*INPUT RECORDS*.
★ ★ ★

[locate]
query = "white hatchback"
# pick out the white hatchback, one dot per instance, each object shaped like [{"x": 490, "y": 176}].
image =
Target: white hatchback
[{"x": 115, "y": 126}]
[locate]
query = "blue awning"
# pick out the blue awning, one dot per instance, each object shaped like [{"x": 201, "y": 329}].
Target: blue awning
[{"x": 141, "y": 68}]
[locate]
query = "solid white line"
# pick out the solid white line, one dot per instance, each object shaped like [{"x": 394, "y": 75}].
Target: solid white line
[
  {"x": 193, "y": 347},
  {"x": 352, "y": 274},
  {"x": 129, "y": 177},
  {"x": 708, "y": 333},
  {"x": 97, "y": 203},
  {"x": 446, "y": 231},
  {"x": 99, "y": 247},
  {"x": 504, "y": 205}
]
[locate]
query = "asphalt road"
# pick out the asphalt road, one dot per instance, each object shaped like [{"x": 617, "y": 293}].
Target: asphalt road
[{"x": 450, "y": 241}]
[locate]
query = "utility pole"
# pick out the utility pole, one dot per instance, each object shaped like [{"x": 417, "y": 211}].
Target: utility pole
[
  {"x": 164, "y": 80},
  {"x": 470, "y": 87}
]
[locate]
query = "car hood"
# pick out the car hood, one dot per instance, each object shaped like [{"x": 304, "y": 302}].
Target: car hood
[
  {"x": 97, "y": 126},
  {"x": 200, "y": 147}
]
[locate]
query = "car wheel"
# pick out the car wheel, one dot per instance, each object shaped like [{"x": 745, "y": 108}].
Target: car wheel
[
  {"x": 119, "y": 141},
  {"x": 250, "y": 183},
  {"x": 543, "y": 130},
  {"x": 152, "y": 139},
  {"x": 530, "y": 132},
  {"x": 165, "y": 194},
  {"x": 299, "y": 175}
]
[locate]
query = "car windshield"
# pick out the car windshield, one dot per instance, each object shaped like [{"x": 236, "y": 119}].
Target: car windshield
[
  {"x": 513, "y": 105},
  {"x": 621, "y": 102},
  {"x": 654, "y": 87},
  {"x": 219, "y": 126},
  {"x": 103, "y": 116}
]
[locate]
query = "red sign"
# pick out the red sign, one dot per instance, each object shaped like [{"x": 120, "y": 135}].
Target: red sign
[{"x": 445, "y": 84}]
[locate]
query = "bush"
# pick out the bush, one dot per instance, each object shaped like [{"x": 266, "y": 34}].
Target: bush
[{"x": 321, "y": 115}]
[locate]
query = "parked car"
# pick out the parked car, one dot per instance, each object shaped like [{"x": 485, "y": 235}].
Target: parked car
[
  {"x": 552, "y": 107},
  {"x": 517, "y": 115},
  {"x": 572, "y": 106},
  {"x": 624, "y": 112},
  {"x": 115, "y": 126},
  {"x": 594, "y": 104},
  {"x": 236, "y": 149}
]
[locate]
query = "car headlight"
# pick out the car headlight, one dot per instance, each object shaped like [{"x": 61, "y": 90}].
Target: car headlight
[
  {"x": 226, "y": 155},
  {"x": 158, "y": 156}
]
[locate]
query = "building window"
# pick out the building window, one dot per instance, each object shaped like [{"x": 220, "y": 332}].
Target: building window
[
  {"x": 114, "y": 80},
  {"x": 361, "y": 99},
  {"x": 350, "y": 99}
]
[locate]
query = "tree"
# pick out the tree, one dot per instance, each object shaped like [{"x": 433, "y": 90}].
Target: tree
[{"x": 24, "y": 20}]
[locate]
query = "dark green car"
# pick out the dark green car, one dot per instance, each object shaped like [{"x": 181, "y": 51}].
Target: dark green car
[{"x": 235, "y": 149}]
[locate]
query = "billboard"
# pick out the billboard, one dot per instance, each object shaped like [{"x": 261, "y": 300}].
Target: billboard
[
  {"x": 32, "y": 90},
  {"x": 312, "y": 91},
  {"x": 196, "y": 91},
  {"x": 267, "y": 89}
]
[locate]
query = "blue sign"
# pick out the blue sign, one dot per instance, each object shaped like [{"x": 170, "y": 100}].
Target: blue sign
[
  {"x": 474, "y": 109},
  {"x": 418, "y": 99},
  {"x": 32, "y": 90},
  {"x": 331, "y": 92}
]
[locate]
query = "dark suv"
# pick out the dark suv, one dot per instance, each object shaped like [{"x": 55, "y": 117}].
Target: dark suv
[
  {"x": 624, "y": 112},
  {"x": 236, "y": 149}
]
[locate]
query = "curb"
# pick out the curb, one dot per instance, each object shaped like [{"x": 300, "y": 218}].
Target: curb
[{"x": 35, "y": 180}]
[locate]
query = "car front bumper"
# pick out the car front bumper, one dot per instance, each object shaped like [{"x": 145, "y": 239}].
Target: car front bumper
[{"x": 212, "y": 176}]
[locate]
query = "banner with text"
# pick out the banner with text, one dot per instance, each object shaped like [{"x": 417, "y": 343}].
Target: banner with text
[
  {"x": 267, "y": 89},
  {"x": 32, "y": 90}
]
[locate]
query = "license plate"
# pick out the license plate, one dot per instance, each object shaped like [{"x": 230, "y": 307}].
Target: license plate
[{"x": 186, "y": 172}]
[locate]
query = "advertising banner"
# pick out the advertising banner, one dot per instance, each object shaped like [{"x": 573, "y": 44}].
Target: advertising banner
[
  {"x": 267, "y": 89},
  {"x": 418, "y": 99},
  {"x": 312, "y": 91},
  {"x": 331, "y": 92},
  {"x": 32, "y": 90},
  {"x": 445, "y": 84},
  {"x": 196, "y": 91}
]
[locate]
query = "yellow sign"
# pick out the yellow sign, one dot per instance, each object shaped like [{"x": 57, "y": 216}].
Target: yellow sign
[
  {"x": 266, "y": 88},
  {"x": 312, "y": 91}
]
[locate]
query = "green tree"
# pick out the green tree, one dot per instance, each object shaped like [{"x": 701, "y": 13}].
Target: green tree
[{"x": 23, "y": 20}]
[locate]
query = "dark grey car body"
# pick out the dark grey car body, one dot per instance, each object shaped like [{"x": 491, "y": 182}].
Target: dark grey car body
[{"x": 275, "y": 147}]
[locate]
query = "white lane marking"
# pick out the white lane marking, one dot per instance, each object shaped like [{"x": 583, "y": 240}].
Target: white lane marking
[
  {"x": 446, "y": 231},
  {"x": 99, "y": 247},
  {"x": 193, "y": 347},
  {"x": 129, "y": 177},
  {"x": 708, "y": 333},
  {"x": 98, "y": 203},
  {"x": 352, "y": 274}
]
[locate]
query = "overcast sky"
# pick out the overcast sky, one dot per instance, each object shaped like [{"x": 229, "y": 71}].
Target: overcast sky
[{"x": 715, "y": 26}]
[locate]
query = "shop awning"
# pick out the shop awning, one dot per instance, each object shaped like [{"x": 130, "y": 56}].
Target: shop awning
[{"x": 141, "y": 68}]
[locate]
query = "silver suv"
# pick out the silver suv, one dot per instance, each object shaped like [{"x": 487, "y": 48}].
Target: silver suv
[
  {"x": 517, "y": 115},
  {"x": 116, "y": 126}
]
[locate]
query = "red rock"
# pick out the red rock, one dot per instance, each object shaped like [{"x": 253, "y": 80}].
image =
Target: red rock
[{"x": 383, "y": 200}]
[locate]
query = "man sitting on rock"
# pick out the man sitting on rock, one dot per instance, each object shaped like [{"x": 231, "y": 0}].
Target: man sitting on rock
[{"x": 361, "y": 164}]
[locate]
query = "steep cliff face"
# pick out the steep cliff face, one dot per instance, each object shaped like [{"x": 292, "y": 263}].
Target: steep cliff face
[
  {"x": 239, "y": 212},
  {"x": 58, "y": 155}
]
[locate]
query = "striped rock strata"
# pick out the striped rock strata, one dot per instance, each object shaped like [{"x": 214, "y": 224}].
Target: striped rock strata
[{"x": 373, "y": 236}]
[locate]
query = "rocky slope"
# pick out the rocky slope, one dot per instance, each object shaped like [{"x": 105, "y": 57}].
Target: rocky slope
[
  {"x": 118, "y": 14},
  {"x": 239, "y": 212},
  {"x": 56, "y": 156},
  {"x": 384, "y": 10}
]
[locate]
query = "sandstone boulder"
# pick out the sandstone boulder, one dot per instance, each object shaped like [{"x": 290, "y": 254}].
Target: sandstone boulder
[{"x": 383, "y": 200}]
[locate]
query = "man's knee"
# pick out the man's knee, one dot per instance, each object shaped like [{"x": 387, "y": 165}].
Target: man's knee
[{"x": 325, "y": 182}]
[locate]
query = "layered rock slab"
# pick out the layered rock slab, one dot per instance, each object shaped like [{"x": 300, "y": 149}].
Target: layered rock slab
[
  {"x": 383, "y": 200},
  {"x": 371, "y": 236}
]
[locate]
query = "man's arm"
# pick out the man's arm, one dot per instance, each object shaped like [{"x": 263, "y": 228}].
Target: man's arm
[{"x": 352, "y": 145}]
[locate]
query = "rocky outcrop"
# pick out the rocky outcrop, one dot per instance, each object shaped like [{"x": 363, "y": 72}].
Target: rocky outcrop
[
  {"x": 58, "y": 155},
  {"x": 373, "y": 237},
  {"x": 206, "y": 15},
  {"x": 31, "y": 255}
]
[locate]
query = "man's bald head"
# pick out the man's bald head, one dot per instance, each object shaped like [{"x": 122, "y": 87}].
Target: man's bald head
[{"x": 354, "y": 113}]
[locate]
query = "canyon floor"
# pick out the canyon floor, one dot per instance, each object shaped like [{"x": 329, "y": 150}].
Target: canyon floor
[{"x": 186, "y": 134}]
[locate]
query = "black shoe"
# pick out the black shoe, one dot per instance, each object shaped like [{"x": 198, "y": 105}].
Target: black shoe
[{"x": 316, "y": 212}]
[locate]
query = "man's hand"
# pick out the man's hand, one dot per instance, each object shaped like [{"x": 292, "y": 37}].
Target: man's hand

★ ★ ★

*JOB*. Which lines of the listing above contain the word "solid"? Gather each of them, treating capitalization as significant.

*TASK ANSWER*.
query = "solid white line"
# pick out the solid white line, one dot per instance, each object shaped like [{"x": 394, "y": 75}].
Target: solid white line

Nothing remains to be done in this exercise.